** start of Passage provided **

EmEditor (text editor) Forum Index
   Regular Expressions
     how to delete duplicate lines
Register To Post

Threaded | Newest First Previous Topic | Next Topic | Bottom
Poster Thread
user
Posted on: 9/29/2006 7:27 am
Home away from home
Joined: 9/29/2006
From:
Posts: 212
how to delete duplicate lines
hello

how do I delete duplicate lines?

I mean lines that are identical

thanks
Yutaka
Posted on: 9/29/2006 11:56 am
Webmaster
Joined: 9/28/2006
From: Redmond
Posts: 2398
Re: how to delete duplicate lines
It isn't easy to do with regular expressions, but how about a macro like this (JavaScript):


// Create an array
a = new Array();

// Fill the array a with all lines (with returns) in the document.
document.selection.StartOfDocument();
for( ; ; ){
    y = document.selection.GetActivePointY( eePosLogical );
    document.selection.SelectLine();
    sLine = document.selection.Text;
    if( sLine == "" ) {   // Reached the end of document, escape from the loop
        break;
    }
    a.push( sLine );
    document.selection.Collapse();
    if( document.selection.GetActivePointY( eePosLogical ) == y ) {
        // Reached the end of document (the last line without return), escape from the loop
        break;
    }
}

// Delete duplicate elements.
for( i = 0; i < a.length; i++ ){
    sLine = a[i];
    for( j = i + 1; j < a.length; j++ ){
        if( sLine == a[j] ){
            a.splice( j, 1 );
            j--;
        }
    }
}

// Replace the entire document with new elements
document.selection.SelectAll();
document.selection.Text = a.join( "" );


Please let me know if you have questions.


----------------
Yutaka Emura
Developer of EmEditor
http://www.emeditor.com/

user
Posted on: 9/29/2006 12:42 pm
Home away from home
Joined: 9/29/2006
From:
Posts: 212
Re: how to delete duplicate lines
thank you for your reply

my congrats and best wishes with the new forums :)

** end of Passage provided **
** start of Information shown **

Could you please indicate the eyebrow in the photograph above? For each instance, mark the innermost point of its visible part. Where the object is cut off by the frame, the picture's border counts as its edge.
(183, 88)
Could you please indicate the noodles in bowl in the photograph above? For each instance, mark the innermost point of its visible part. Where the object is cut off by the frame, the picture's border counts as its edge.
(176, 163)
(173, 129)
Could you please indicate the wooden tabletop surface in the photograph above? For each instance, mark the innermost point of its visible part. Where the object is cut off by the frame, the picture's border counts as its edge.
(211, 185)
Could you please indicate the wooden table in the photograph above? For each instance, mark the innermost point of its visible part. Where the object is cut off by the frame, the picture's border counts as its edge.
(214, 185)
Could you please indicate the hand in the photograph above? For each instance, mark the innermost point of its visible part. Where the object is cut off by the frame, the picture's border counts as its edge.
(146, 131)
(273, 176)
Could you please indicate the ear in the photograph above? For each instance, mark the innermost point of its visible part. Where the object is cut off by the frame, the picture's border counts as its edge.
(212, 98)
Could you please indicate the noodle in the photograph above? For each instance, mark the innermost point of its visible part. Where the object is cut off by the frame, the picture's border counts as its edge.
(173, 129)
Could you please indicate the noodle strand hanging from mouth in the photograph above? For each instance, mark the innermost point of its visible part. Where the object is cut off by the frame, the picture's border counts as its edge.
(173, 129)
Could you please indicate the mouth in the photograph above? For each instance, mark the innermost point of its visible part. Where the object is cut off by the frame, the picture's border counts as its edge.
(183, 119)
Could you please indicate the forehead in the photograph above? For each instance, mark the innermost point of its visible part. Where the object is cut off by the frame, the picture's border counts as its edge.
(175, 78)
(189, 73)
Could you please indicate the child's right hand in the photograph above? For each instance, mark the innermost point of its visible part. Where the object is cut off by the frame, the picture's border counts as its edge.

** end of Information shown **

#### Stated exercise:
Answer these questions on the forum thread about deleting duplicate lines:
1. At what time was the opening post made?
2. In what language is the macro in the reply written?
3. What location does the replying webmaster's profile list under "From:"?
The material plays no part in what follows.

#### Complete answer:
1. 7:27 am
2. JavaScript
3. Redmond